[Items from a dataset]
☆ ☆ ☆ ☆ ☆ ☆ ☆

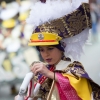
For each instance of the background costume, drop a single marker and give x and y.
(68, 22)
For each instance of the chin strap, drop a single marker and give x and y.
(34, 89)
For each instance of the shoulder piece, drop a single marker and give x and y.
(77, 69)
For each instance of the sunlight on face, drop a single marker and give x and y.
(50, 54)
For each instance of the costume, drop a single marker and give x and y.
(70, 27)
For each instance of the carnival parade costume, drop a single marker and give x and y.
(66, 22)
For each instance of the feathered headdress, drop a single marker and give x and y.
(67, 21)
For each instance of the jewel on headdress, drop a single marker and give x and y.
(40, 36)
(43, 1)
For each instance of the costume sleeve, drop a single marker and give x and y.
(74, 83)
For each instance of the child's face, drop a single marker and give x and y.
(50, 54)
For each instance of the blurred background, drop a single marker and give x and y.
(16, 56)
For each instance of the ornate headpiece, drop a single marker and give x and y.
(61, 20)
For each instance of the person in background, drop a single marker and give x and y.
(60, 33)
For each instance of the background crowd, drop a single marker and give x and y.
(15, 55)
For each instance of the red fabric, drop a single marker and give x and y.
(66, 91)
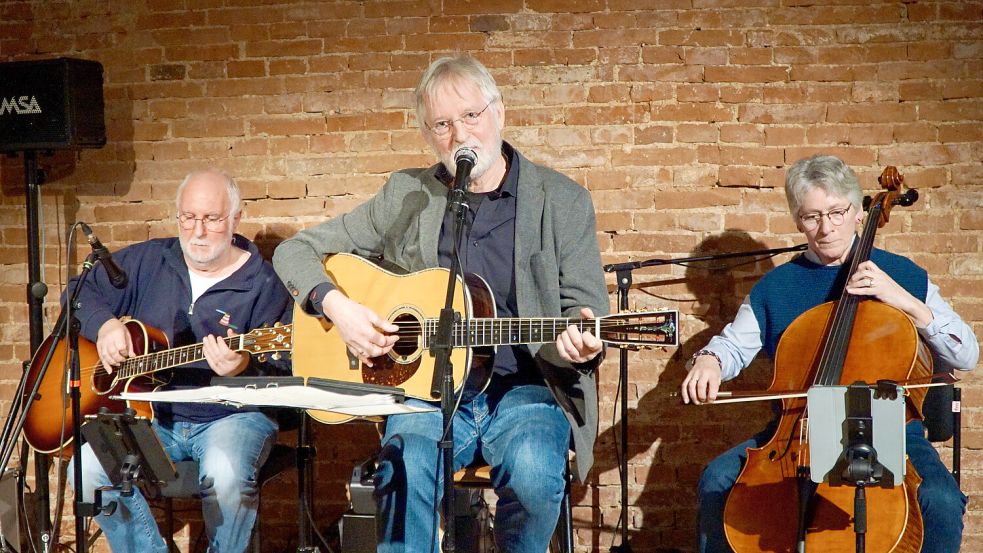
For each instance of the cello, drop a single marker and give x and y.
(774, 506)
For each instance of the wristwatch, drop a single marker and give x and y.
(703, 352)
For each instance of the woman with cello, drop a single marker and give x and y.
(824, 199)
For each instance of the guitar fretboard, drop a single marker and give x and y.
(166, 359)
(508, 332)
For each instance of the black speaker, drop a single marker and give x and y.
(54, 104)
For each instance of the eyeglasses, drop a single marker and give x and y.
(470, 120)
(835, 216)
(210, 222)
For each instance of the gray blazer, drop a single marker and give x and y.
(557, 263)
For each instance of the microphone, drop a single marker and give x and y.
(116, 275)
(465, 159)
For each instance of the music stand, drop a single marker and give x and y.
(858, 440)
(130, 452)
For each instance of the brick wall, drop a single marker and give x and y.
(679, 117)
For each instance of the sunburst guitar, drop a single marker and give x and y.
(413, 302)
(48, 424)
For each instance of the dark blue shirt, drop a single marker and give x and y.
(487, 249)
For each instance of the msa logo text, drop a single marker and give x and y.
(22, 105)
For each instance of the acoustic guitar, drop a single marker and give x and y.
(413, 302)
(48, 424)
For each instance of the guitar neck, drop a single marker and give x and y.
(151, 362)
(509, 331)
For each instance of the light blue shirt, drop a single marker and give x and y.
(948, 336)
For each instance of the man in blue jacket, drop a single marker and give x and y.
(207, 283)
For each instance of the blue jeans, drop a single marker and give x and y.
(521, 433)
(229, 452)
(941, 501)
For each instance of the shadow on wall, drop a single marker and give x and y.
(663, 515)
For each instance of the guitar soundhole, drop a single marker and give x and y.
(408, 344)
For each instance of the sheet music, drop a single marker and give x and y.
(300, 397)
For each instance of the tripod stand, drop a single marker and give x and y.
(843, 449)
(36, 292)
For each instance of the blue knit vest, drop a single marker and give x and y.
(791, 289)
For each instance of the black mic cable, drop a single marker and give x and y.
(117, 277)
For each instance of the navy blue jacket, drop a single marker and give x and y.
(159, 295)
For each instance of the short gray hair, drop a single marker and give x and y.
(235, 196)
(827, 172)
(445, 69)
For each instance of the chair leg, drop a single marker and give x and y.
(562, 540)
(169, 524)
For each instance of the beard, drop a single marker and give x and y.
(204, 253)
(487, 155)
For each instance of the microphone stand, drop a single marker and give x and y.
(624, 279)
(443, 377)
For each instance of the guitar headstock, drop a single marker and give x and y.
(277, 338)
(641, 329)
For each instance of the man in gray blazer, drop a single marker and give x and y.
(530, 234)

☆ ☆ ☆ ☆ ☆ ☆ ☆

**What you will do**
Your answer is an exact copy of the records above, stripped of pictures.

**Exercise output**
For each instance of the background costume, drop a single marker and give x and y.
(68, 22)
For each instance of the chin strap, drop a single marker and give x and y.
(34, 89)
For each instance of the shoulder piece, drop a single marker and give x and y.
(77, 69)
For each instance of the sunlight on face, drop a single marker and give x and y.
(50, 54)
For each instance of the costume, drop a single marker and give x and y.
(70, 27)
For each instance of the carnival parade costume, drop a single marker and give x and y.
(66, 22)
For each instance of the feathered headdress, drop a single marker and give x and y.
(67, 21)
For each instance of the jewel on headdress, drop a single marker and give x and y.
(40, 36)
(43, 1)
For each instance of the costume sleeve, drop a single marker and give x and y.
(74, 83)
For each instance of the child's face, drop a single marker and give x and y.
(50, 54)
For each instance of the blurred background, drop a single marker and give x and y.
(16, 56)
For each instance of the ornate headpiece, drop a single marker and give x and y.
(61, 20)
For each instance of the person in background, drop a single marker and give x and y.
(60, 33)
For each instance of the background crowd, drop a single marker and give x and y.
(15, 55)
For each instance of the red fabric, drop a single marker and give x and y.
(66, 91)
For each instance of the cello, drop a single marker and give x and y.
(774, 506)
For each instance of the wristwatch, drop a single marker and give x and y.
(703, 352)
For each instance of the woman with cello, drop a single marker and give x and y.
(824, 199)
For each instance of the guitar fretboard, drop a single marker and give x and y.
(166, 359)
(508, 332)
For each instance of the black speaker, drop a single marker and give x and y.
(54, 104)
For each instance of the eyeglasses, drop a single marker and give x and y.
(470, 120)
(835, 216)
(210, 222)
For each instance of the gray blazer, drop a single marker and give x and y.
(557, 263)
For each instance of the microphone, drop a single marker and give x and y.
(116, 275)
(465, 159)
For each instance of the music stand, drop a single marker and give x and y.
(858, 440)
(130, 452)
For each instance of the brick wall, drop a single marker and give x and y.
(679, 117)
For each instance of the sunburst guitar, drop a single marker and give x and y.
(413, 302)
(48, 424)
For each instance of the dark blue shirt, drop a single marker and give x and y.
(487, 249)
For each instance of the msa logo text, drop a single marker and give x and y.
(22, 105)
For each instance of the acoustic guitar, drop a single marker and give x and y.
(413, 302)
(48, 424)
For each instance of the guitar neck, drop a single marker and give x and y.
(151, 362)
(509, 331)
For each instance of the light blue shirt, drop a single marker and give x and y.
(948, 336)
For each instance of the man in blue jacket, drop a single marker and give x and y.
(207, 283)
For each instance of the blue jeans, drop a single marker and give x and y.
(521, 433)
(229, 452)
(941, 501)
For each instance of the shadow on wall, drop a single marker and give x and y.
(663, 515)
For each instance of the guitar soundhole, drop a single marker and give x and y.
(408, 344)
For each instance of the sheet music, drop a single marker and give x and y.
(300, 397)
For each instance of the tripod stand, drop a single marker and give x and y.
(843, 449)
(36, 292)
For each instance of the blue knit vest, drop a single marker and give x and y.
(791, 289)
For each instance of the black mic cable, drop a single marker and give x and y.
(117, 277)
For each instance of the navy blue jacket, drop a single marker and give x and y.
(159, 295)
For each instance of the short gray hair, drop a single marker and give x and y.
(235, 196)
(827, 172)
(445, 69)
For each instance of the chair leg, drop a single marker and give x and y.
(562, 540)
(169, 524)
For each instance of the beard, drop a single marker and give x and y.
(204, 253)
(487, 155)
For each instance of the microphone stand, drop a single marker and give x and y.
(624, 279)
(443, 377)
For each instance of the guitar headstock, drop a single marker and give x and y.
(277, 338)
(641, 329)
For each instance of the man in gray blazer, drop a single marker and give x and y.
(530, 234)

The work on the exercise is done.